Records excerpted from a collection

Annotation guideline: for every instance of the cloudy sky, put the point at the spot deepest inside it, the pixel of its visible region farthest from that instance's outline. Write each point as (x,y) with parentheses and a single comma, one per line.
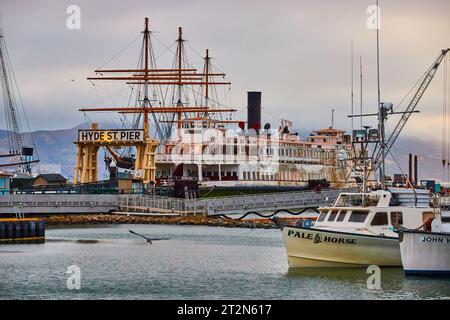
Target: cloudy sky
(297,52)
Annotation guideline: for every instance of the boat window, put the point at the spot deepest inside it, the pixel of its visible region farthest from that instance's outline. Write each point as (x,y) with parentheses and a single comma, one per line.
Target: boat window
(333,215)
(358,216)
(396,218)
(380,219)
(322,216)
(341,216)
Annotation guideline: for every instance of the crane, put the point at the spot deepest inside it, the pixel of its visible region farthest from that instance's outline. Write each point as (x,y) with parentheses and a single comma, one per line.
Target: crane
(429,75)
(17,147)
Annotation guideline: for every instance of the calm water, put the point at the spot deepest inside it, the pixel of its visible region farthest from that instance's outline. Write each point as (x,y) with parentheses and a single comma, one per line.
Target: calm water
(196,263)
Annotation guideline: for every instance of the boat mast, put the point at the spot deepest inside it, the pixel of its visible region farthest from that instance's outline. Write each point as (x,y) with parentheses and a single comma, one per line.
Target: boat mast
(381,114)
(146,100)
(180,85)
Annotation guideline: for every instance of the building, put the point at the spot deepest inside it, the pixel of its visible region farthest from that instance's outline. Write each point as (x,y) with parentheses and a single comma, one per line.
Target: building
(329,138)
(5,182)
(20,181)
(50,180)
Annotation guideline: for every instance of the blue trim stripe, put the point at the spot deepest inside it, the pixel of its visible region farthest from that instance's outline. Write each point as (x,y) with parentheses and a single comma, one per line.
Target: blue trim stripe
(428,273)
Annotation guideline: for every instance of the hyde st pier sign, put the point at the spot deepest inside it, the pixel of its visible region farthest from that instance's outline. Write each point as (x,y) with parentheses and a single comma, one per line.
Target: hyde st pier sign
(111,136)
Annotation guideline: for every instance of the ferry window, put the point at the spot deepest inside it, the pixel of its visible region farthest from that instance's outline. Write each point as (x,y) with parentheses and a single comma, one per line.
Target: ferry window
(380,219)
(322,216)
(396,218)
(341,216)
(358,216)
(333,215)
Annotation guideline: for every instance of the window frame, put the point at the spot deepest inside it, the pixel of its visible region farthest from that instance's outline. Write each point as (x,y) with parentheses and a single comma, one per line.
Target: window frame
(392,215)
(334,214)
(358,211)
(379,213)
(342,213)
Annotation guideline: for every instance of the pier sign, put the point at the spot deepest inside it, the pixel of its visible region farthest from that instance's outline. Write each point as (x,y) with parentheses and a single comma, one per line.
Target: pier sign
(111,136)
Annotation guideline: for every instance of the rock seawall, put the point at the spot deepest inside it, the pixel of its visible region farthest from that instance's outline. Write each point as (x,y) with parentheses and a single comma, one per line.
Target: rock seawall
(99,219)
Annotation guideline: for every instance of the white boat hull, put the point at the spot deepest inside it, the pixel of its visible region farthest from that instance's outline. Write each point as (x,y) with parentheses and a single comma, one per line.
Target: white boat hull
(425,253)
(314,248)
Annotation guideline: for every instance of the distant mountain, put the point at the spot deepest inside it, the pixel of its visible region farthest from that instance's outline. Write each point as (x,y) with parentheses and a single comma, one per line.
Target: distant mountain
(57,152)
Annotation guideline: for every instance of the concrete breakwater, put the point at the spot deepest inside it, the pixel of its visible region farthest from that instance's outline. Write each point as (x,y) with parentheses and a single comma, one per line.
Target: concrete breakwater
(102,219)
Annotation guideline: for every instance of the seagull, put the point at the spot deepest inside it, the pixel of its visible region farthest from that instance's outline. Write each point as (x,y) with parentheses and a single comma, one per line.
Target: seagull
(149,240)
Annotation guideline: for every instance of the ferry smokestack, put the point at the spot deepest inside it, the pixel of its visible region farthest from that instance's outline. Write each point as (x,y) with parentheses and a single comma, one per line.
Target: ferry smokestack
(254,110)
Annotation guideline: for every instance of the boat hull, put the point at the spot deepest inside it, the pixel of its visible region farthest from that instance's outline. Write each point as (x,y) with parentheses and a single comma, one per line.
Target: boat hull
(425,253)
(314,248)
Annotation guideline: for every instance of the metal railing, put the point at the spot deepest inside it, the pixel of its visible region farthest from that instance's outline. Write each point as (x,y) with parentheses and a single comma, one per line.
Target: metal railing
(233,204)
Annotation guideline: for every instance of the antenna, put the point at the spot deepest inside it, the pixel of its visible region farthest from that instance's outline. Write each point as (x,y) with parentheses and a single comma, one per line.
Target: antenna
(360,88)
(352,100)
(332,118)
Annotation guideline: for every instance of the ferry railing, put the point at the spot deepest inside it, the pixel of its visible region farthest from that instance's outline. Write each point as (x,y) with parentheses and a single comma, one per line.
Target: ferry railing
(241,203)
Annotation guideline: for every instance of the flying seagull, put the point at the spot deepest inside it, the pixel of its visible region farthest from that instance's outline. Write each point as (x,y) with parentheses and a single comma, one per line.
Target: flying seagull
(149,240)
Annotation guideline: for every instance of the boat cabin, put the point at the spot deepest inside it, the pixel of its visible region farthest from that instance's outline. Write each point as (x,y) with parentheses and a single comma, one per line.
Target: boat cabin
(377,212)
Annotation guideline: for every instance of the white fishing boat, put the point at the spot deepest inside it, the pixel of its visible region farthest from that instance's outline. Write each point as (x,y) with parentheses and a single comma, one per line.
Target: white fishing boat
(358,230)
(426,253)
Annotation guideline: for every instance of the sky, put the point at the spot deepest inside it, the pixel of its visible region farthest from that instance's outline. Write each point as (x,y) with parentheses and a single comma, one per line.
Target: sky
(297,52)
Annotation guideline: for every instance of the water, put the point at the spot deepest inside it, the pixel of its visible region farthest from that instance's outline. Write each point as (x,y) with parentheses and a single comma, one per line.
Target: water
(196,263)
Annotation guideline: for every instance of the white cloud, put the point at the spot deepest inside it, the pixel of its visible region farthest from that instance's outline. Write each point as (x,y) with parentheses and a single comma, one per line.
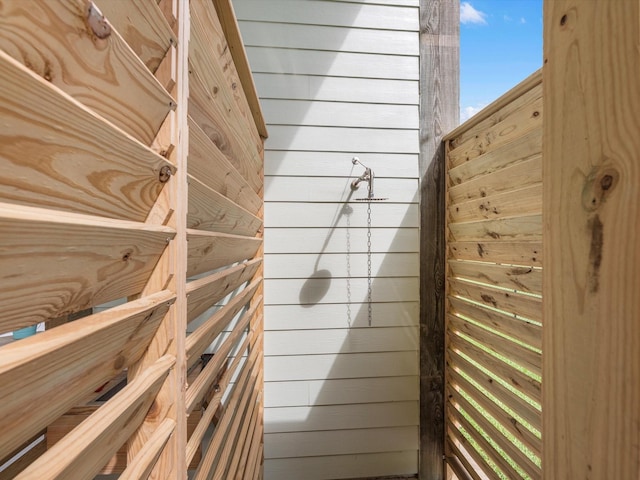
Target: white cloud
(468,14)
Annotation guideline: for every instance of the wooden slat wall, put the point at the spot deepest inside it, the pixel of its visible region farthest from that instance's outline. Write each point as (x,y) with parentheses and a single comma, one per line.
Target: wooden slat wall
(131,175)
(337,80)
(494,287)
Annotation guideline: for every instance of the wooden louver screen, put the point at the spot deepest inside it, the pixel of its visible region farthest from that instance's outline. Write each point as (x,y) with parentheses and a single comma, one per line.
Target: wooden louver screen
(494,288)
(131,160)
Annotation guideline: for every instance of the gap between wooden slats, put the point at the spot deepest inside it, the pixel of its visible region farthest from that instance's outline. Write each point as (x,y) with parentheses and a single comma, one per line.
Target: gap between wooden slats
(69,166)
(103,74)
(208,251)
(211,211)
(82,452)
(509,154)
(205,292)
(92,350)
(209,165)
(70,262)
(143,26)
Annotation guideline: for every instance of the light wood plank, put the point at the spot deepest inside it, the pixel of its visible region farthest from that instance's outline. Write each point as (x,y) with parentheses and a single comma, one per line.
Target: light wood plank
(205,292)
(522,279)
(521,175)
(520,149)
(525,253)
(70,262)
(332,64)
(227,16)
(211,211)
(209,165)
(58,44)
(526,227)
(528,333)
(82,453)
(526,306)
(336,89)
(143,26)
(522,201)
(337,366)
(312,342)
(92,350)
(202,337)
(68,166)
(592,234)
(208,251)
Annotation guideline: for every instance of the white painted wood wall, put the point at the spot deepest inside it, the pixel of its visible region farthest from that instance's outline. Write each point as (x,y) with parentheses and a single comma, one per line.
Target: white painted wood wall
(338,79)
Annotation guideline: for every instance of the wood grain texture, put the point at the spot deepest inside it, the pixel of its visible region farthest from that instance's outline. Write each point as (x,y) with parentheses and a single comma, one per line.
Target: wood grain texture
(82,453)
(592,206)
(209,165)
(208,251)
(70,262)
(102,73)
(213,212)
(90,350)
(143,26)
(68,166)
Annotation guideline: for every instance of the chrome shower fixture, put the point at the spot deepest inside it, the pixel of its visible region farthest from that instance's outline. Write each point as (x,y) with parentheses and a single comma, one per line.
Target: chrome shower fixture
(368,177)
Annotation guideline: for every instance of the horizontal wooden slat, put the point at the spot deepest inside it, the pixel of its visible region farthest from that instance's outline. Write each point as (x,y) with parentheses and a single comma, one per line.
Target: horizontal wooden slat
(338,417)
(76,161)
(513,121)
(197,390)
(524,279)
(525,332)
(332,64)
(517,354)
(53,265)
(336,89)
(211,211)
(342,442)
(524,409)
(82,453)
(525,306)
(202,337)
(490,454)
(392,314)
(90,350)
(521,175)
(510,449)
(509,423)
(316,290)
(341,391)
(142,464)
(209,165)
(360,340)
(528,227)
(143,26)
(523,201)
(526,253)
(354,365)
(314,240)
(511,375)
(205,292)
(520,149)
(208,251)
(57,43)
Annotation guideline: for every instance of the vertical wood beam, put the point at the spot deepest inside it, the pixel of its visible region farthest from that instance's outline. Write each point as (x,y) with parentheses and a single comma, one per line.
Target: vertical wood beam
(439,113)
(591,168)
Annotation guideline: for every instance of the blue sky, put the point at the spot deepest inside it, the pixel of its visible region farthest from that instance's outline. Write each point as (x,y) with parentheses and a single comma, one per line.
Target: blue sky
(500,45)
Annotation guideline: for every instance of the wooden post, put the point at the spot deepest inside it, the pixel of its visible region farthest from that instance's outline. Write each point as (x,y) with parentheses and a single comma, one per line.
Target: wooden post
(591,168)
(439,113)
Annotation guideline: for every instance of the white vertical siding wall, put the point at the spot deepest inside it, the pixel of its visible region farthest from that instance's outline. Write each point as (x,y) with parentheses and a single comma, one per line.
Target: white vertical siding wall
(338,79)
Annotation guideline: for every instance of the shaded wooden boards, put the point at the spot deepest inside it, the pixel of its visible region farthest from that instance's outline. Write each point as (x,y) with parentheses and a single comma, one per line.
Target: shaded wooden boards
(494,286)
(592,233)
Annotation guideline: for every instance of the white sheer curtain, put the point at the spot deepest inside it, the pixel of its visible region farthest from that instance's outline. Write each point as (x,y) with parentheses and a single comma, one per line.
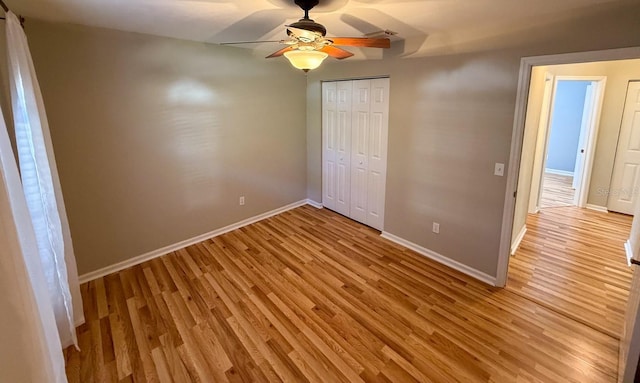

YOUR GOAL
Going back over the entries above, copy word for word every line from the one that has "Annotation guideline: for every instance of the wood grain" on through the one that has "Annotation guideline: for every instance of the chrome".

YOUR RESPONSE
Annotation guideline: for every instance of the wood grain texture, put the point at the spot deepest inside it, the pixel of its visible region farthest from that instance's outline. Write each point as (x,y) with parentheses and a single comma, one per line.
Target: wood grain texture
(82,453)
(592,206)
(209,165)
(208,251)
(70,262)
(102,73)
(213,212)
(90,350)
(143,26)
(68,166)
Annotation guideline: for every instance of the chrome shower fixture, put the point at the spot deepest inside it, the pixel of its visible region farthest from that instance's outline. Write each point as (x,y) with parentheses and a single comma, one per line.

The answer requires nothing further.